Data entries
Segment Open

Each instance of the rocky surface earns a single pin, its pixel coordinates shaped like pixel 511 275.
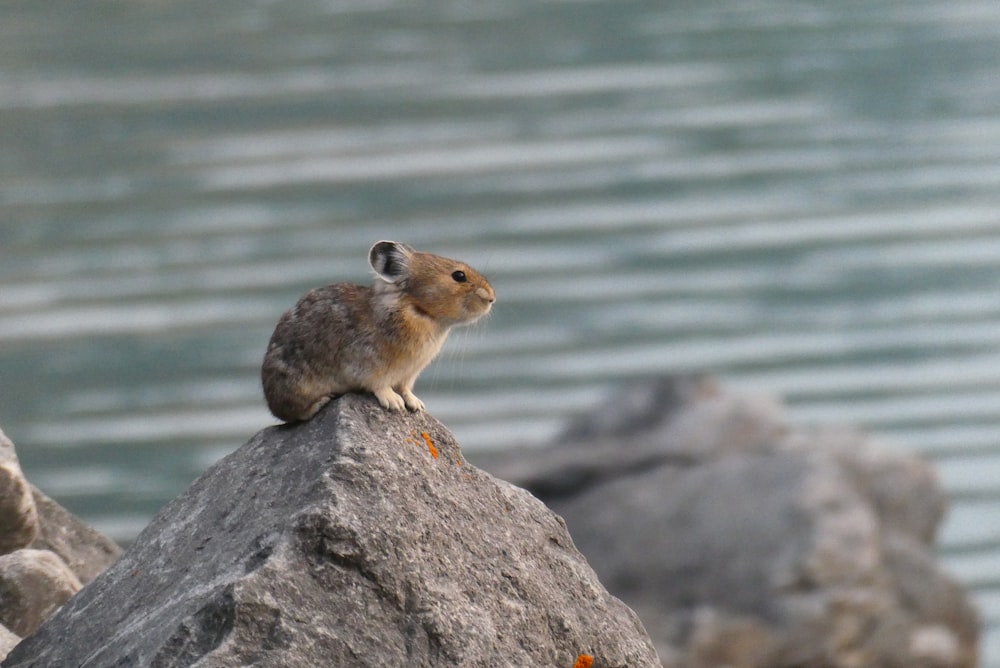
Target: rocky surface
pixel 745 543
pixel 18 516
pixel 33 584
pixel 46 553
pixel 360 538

Segment Closed
Segment Open

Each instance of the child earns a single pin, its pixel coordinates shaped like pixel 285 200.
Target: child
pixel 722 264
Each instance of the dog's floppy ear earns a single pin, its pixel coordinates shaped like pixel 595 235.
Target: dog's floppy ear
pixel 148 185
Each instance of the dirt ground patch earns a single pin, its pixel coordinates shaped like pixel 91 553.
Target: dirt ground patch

Segment Closed

Aim of the exercise: Given the records above, restate word for word only the lines starting at the one with "Each instance of the child" and ending at the one with "Target: dirt ground patch".

Output:
Each instance of the child earns a single pin, its pixel coordinates shaped like pixel 285 200.
Target: child
pixel 722 264
Each instance of the dog's floppy ear earns a single pin, its pixel coordinates shaped like pixel 595 235.
Target: dog's floppy ear
pixel 148 185
Each instance of the dirt ground patch earns a single pin, its pixel coordinates shaped like pixel 91 553.
Target: dirt ground patch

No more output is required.